━━ Dados do exercício
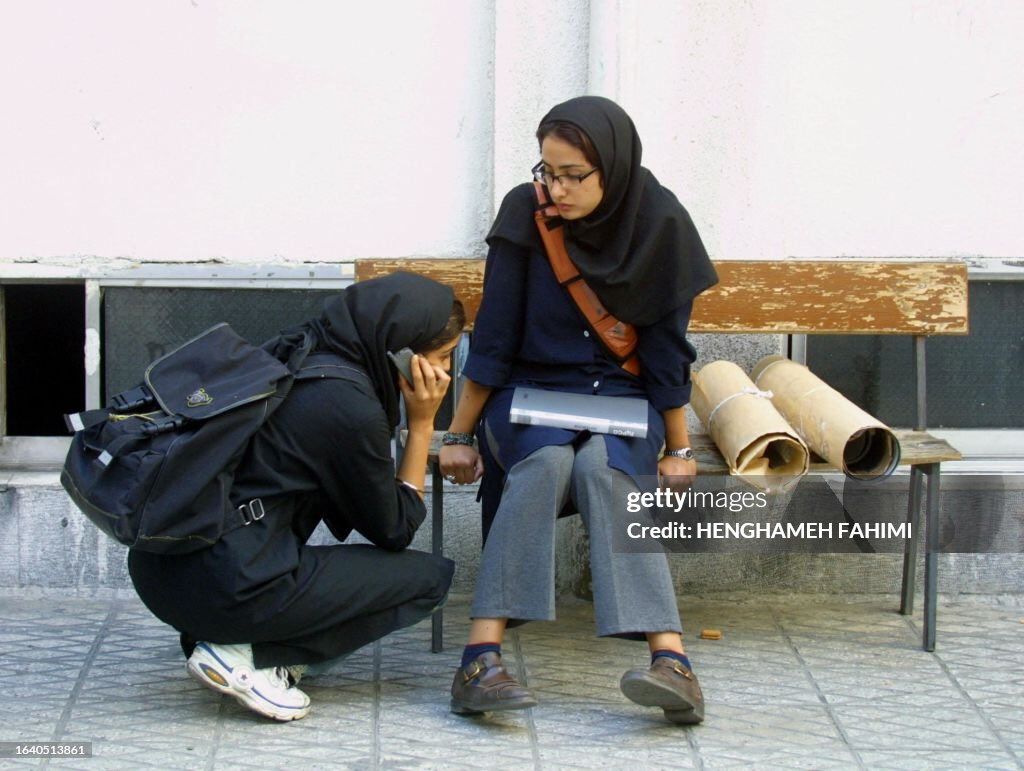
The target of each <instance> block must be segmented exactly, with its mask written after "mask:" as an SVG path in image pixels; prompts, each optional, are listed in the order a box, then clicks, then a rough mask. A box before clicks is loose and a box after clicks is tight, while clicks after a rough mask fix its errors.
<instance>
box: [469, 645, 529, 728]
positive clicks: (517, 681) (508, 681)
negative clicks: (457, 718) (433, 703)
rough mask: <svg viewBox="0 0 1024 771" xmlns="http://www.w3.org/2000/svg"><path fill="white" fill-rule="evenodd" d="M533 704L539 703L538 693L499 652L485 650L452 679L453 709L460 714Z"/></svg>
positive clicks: (476, 713)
━━━━
Imprima de novo todas as linhas dos itens, sem mudar nenhum caractere. Deixe as imagens de fora da resposta.

* Exercício resolvido
The target of each <instance> block must be segmented exactly, with its mask written after "mask:" as an SVG path in image pixels; prompts, each optional, are listed in the order a box, then clicks, then a rough mask. A box before clicks is loose and a box after clicks is tight, while clicks after a rough mask fix its errors.
<instance>
box: [469, 645, 529, 728]
positive clicks: (517, 681) (508, 681)
negative clicks: (457, 718) (433, 703)
rough mask: <svg viewBox="0 0 1024 771" xmlns="http://www.w3.org/2000/svg"><path fill="white" fill-rule="evenodd" d="M533 704L539 703L538 693L499 652L485 650L452 679L453 709L460 714Z"/></svg>
positive clicks: (476, 713)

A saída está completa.